__Testo__
ALCUNE IMPRESSIONI SUL CONGRESSO FONDATIVO DI SINISTRA ITALIANA di Riccardo Achilli







 ALCUNE IMPRESSIONI SUL CONGRESSO FONDATIVO DI SINISTRA ITALIANA
 di Riccardo Achilli




Si conclude oggi l’appuntamento congressuale di Sinistra Italiana, così lungamente atteso da un popolo di sinistra rimasto senza casa da troppi anni. Non potendo essere presente fisicamente, ho ascoltato con molta attenzione quasi tutti gli interventi.
Rispetto alle preoccupanti premesse di partenza, allo spirito di Cosmopolitica che replicava acriticamente i difetti originari di SEL, sarebbe ingeneroso dire che non sono stati fatti progressi, in questi mesi, in termini di consapevolezza strategica. Esce il profilo di un partito che sa di dover essere solido e radicato sul territorio, in barba alle suggestioni movimentiste grillin-rodotiane. Emerge, perlomeno nella maggioranza del partito, l’esigenza di autonomia di movimento non solo rispetto a Renzi, ma più in generale rispetto al Pd, se non assumerà, eventualmente nelle sue forme scissionistiche, un profilo più nettamente di sinistra e di rottura con il Governo Gentiloni. Il tentativo, per molti versi penoso, della componente scottian-dattorriana di incasellare il partito nascente dentro un obsoleto e inefficace schema neo-ulivista viene sconfitto, anche se, va rimarcato chiaramente, la minoranza favorevole a questa torsione è numericamente tutt’altro che trascurabile, avendo raccolto attorno all’emendamento di D’Attorre una sessantina di delegati. Si staglia, dalle parole di Vendola, una prima rilevante distinzione fra diritti civili e diritti socio economici, che non si può dire fosse nelle corde del Nichi del passato recente. Più in generale, si intuisce l’intento di costruire un partito radicale, nel senso positivo del termine, ovvero non settario e minoritario, con vocazione di governo ma su posizioni di forte critica al neoliberismo imperante.

(Parte di un file di dati)
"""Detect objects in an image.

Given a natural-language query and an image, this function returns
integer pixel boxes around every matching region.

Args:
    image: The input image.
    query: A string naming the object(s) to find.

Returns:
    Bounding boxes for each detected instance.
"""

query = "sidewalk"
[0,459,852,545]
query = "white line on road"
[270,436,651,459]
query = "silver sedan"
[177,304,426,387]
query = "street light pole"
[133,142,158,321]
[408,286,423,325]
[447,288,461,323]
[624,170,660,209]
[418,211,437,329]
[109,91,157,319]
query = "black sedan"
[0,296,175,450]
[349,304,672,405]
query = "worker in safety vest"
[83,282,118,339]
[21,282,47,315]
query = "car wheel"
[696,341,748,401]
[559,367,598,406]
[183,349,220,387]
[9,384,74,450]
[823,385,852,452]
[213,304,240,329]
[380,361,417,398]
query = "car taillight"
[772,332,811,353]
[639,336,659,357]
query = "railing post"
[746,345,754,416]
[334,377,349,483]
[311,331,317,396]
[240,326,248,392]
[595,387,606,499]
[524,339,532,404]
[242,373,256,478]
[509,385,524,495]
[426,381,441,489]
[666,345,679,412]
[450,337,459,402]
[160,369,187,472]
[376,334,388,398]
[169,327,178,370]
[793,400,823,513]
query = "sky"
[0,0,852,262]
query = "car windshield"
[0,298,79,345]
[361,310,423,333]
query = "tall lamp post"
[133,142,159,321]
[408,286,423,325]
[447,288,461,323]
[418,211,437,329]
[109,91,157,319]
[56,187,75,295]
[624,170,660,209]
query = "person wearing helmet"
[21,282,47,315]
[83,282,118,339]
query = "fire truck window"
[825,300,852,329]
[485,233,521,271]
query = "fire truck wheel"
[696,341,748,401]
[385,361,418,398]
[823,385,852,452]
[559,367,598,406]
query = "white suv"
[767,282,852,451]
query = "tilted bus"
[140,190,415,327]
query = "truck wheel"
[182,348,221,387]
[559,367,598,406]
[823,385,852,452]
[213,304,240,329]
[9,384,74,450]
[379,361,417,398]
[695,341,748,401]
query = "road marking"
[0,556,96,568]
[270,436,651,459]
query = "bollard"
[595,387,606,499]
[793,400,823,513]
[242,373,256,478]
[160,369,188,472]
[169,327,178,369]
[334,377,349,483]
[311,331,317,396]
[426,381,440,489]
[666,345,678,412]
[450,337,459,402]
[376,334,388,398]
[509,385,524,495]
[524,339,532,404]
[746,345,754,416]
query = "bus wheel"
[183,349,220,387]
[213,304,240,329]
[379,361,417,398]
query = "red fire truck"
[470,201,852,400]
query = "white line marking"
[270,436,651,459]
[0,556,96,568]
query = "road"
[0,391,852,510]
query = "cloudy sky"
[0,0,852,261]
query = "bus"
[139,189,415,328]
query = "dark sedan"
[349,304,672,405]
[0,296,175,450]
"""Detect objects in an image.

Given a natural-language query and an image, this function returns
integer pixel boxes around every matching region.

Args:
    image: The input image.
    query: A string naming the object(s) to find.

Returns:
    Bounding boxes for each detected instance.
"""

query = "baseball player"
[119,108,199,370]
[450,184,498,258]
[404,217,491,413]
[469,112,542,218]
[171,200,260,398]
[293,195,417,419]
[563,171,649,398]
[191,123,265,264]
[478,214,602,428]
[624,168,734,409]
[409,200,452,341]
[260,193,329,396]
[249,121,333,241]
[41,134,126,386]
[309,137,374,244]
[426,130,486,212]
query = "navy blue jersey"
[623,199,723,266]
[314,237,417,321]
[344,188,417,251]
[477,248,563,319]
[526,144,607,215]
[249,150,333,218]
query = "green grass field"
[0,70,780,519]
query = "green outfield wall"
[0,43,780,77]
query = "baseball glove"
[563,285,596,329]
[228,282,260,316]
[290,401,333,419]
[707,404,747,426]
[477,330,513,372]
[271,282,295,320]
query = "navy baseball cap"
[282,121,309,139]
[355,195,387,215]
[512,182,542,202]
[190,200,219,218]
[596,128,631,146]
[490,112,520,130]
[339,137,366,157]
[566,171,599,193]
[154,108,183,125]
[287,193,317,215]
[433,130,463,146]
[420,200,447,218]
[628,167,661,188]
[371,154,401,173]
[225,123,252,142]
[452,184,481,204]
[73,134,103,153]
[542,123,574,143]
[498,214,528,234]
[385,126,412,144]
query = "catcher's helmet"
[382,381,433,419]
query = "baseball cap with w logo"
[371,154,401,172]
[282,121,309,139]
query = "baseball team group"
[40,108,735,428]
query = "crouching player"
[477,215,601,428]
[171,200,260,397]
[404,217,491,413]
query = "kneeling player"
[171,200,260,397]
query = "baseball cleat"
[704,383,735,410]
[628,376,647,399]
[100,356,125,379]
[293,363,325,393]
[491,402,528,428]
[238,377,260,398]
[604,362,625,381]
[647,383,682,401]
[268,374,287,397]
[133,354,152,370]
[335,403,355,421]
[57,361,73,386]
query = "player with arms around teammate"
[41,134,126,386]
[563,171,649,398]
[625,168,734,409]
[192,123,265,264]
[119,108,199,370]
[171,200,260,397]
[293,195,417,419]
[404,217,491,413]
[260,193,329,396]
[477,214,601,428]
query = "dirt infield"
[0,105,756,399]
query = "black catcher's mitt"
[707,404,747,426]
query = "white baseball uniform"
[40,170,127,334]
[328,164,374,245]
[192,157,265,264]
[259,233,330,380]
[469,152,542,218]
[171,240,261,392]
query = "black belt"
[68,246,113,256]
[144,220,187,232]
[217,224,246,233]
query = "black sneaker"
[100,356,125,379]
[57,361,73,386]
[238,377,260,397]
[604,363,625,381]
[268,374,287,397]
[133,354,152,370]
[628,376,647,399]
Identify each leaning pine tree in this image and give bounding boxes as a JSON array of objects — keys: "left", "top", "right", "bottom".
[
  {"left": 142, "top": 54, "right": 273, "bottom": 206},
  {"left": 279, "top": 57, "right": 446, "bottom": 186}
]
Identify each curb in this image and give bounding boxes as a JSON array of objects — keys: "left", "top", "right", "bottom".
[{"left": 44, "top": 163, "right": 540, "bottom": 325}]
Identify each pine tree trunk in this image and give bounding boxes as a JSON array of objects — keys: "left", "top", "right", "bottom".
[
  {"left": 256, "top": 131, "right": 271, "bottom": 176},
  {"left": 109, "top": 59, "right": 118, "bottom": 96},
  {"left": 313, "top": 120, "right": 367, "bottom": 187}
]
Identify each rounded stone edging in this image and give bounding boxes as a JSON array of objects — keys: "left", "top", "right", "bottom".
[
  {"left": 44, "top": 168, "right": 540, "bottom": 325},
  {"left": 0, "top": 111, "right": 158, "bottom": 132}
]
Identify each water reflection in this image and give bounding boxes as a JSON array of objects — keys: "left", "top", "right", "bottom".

__Compiti da svolgere__
[a] Ricopia senza alcuna modifica il brano del testo sul congresso di Sinistra Italiana che va da "Si conclude oggi" fino a "tutti gli interventi.".
[b] Stabilisci se ciascuna affermazione concorda con il testo sul congresso di Sinistra Italiana, rispondendo sì o no e citandone alla lettera le parole decisive. (i) L'autore ha assistito al congresso di persona. (ii) Circa sessanta delegati si sono raccolti attorno all'emendamento di D'Attorre. (iii) Il tentativo di inserire il partito in uno schema neo-ulivista ha prevalso.

__Soluzioni dei compiti__
[a]
Si conclude oggi l’appuntamento congressuale di Sinistra Italiana, così lungamente atteso da un popolo di sinistra rimasto senza casa da troppi anni. Non potendo essere presente fisicamente, ho ascoltato con molta attenzione quasi tutti gli interventi.

[b]
(i) No: "Non potendo essere presente fisicamente, ho ascoltato con molta attenzione quasi tutti gli interventi."
(ii) Sì: "avendo raccolto attorno all’emendamento di D’Attorre una sessantina di delegati"
(iii) No: "incasellare il partito nascente dentro un obsoleto e inefficace schema neo-ulivista viene sconfitto"